++++ Estratto fornito
Confronto con Bisin: il liberismo è di sinistra?

giovedì, 2 agosto 2012

Cosa serve all’Italia per risolvere la crisi che ci ha portato al rischio della bancarotta ed ad una situazione nella quale un giovane su tre è senza lavoro ? Un gruppo di economisti  ha compilato un manifesto, Fermare il declino, al quale hanno aderito numerosi manager, accademici e personalità della società civile. Con uno di loro, il professor Alberto Bisin, che insegna alla New York University, è stato tra i fondatore del sito di analisi economica NoisefromAmerika e collabora come editorialista con il quotidiano la Repubblica, è nato un cordiale dibattito su Facebook che poi abbiamo voluto approfondire qui sul blog di Gad Lerner. Il tema della nostra discussione, quello che a mio avviso è il punto più incisivo di Fermare il Declino, è se in Italia sia giusto tagliare la spesa pubblica di sei punti percentuali di Pil al fine di ridurre di cinque punti la pressione fiscale.

Le critiche che faccio al manifesto “Fermare il declino” firmato anche dal professor Alberto Bisin con il quale ho il piacere di confrontarmi si basano su due considerazioni. La prima è se sia efficace la loro ricetta per combattere l’attuale crisi, sopratutto il secondo punto del manifesto, dove si enuncia l’obiettivo di tagliare la spesa pubblica per sei punti percentuali di Pil. La seconda è se invece una simile policy sia condivisibile sul piano valoriale per una forza progressista, socialdemocratica, liberal, di centrosinistra o come si preferisce chiamare il campo politico che punta sull’uguaglianza e la giustizia sociale. Sintetizzando concetti base che Bisin conosce molto meglio di me, i principali impieghi delle risorse generate dal settore privato sono l’indebitamento privato e il disavanzo pubblico.
++++++++
• _Le consegne_:
1. Nel testo sul liberismo, di quanti punti di Pil il manifesto vuole ridurre la spesa pubblica?
2. Scrivi il seguito del testo sul liberismo, partendo subito dopo la sua ultima frase.
Le voci riportate più avanti non servono per questo lavoro.
++++ Righe del dataset
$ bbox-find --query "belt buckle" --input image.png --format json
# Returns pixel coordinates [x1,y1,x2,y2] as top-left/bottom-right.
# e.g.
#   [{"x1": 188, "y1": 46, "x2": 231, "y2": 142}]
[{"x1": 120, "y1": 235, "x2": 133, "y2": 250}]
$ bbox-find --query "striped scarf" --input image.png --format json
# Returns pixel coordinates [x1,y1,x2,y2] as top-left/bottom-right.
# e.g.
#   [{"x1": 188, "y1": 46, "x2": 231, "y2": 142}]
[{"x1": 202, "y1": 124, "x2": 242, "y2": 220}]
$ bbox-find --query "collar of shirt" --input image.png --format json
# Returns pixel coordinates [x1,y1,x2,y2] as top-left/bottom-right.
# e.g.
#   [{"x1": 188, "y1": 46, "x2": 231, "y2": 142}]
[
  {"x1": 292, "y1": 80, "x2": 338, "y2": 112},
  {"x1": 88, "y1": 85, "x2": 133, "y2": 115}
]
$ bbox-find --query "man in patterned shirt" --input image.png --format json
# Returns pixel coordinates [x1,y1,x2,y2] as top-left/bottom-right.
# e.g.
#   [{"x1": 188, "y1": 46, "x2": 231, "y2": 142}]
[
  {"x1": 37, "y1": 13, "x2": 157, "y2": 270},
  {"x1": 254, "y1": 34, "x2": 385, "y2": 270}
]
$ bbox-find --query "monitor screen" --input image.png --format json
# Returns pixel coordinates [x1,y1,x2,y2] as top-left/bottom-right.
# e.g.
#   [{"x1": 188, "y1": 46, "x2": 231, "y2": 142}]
++++++++
• _Risposte per consegna_:
1. Di sei punti percentuali di Pil.

2.
Secondo la teoria dell’offerta, c’è un equilibrio tra la capacità del settore privato di accumulare risorse e di investirle. Quando invece questo equilibrio è assente, si genera un deficit nelle partite correnti, la situazione attuale all’interno dell’eurozona. In una recessione patrimoniale ( o anche in altre situazioni, ma concentriamoci sui problemi di questo momento) c’è un’incapacità del settore privato, che deve smaltire debito, di investire risorse. Inoltre, l’attuale situazione è caratterizzata da una quasi paradigmatica trappola della liquidità, con gli agenti economici che preferiscono addirittura perdere soldi per investirli in lidi sicuri , come nel caso dei rendimenti negativi dei bond giudicati affidabili, a prescindere dall’indebitamento degli stati, oppure il boom di depositi “parcheggiati” nella Bce nonostante tassi di interesse bassissimi. Siamo in quella situazione, tipica delle recessioni, dove il tasso di interesse naturale è inferiore a quello reale di mercato, dunque per i privati non conviene investire, come da teoria di Knut Wicksell. In queste situazioni la politica monetaria è scarsamente efficace, e rimane solo la politica fiscale per poter stimolare l’economia. Ridurre le tasse per tagliare spesa pubblica è però poco conveniente data la situazione attuale di bassa remunerazione degli investimenti. Ecco perché gli agenti economici preferiranno “parcheggiare” i loro soldi piuttosto che investirli. In questo momento ridurre le tasse vorrebbe dire sostanzialmente solo aprire buchi di bilancio, che dovrebbero essere coperti da nuovi tagli. E’ altresì vero che l’Italia, visto quanto è elevato il suo debito pubblico, non può implementare politiche di spesa, anche perché a differenza di altri paesi come la Germania non può sfruttare il costo reale del debito, negativo per i tedeschi così come gli americani.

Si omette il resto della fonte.